- **Supplied information**:
-- Start --

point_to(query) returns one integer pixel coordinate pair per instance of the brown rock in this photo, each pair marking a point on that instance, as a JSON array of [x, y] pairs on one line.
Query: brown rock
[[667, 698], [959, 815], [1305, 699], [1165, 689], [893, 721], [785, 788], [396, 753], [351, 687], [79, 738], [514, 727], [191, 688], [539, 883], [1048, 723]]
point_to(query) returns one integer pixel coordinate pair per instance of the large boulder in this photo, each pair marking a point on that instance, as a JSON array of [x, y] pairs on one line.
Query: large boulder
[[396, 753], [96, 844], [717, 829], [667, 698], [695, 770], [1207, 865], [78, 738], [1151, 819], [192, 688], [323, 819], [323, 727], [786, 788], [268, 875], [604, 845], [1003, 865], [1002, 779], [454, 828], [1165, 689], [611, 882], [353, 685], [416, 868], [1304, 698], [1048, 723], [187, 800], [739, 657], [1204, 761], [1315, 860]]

-- End --
-- Start --

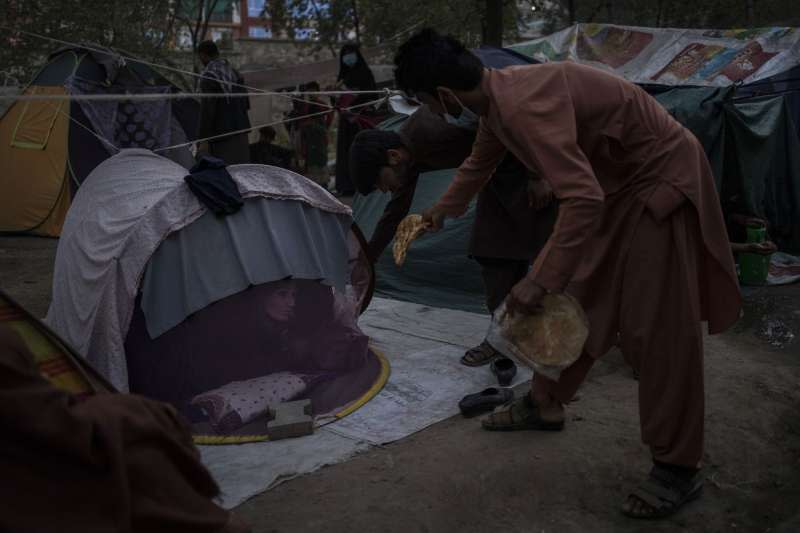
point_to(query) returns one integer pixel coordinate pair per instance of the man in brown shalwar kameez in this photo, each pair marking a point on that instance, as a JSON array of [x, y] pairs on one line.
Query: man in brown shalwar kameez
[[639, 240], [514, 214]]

-- End --

- **Required task**:
Pick out every line in the entries above that contains the string "rock", and copy each of those lines. Case counts.

- **The response**:
point_to(query) returns one integer pixel coordinate pair per instance of the brown rock in this photo, each pair marking a point on that instance, as a JSON array of [x, y] pairs on one line.
Query: brown rock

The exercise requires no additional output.